Reproduce the material verbatim from the line with "Provide the mask of every instance of the blue" up to and including the line with "12L71 29L95 33L127", and leave the pictures out.

EXERCISE MATERIAL>
########################################
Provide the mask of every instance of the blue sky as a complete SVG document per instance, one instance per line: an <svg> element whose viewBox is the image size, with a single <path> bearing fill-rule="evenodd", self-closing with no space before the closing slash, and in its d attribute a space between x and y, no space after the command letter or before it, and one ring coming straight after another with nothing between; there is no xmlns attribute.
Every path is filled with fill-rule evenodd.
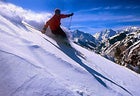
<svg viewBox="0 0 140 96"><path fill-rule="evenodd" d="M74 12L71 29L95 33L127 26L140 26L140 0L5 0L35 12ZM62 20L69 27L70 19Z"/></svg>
########################################
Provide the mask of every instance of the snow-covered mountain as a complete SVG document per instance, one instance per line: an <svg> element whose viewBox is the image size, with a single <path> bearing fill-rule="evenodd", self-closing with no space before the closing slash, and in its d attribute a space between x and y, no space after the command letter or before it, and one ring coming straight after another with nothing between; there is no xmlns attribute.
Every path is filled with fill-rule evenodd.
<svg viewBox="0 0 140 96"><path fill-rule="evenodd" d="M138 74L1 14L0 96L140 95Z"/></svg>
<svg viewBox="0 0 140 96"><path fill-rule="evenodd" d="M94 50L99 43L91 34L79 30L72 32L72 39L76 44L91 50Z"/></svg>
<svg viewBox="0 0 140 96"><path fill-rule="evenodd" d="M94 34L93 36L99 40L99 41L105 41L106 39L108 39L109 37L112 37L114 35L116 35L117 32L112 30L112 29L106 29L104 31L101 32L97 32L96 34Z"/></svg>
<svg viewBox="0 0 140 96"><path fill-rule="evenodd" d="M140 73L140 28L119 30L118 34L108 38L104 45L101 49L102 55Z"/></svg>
########################################
RESPONSE TO THIS EXERCISE>
Provide the mask of every instance of the blue sky as a complete SVG document per instance, one instance per line: an <svg> element whose viewBox is the image size, with a single <path> bearing fill-rule="evenodd", self-closing with no space before the closing slash, and in its d attribute a space between x and y, no space after the command letter or before it, and one ring coming straight after another with nothing between; there is no xmlns attribute.
Every path is filled with fill-rule evenodd.
<svg viewBox="0 0 140 96"><path fill-rule="evenodd" d="M74 12L71 29L95 33L127 26L140 26L140 0L5 0L35 12ZM62 20L69 27L70 19Z"/></svg>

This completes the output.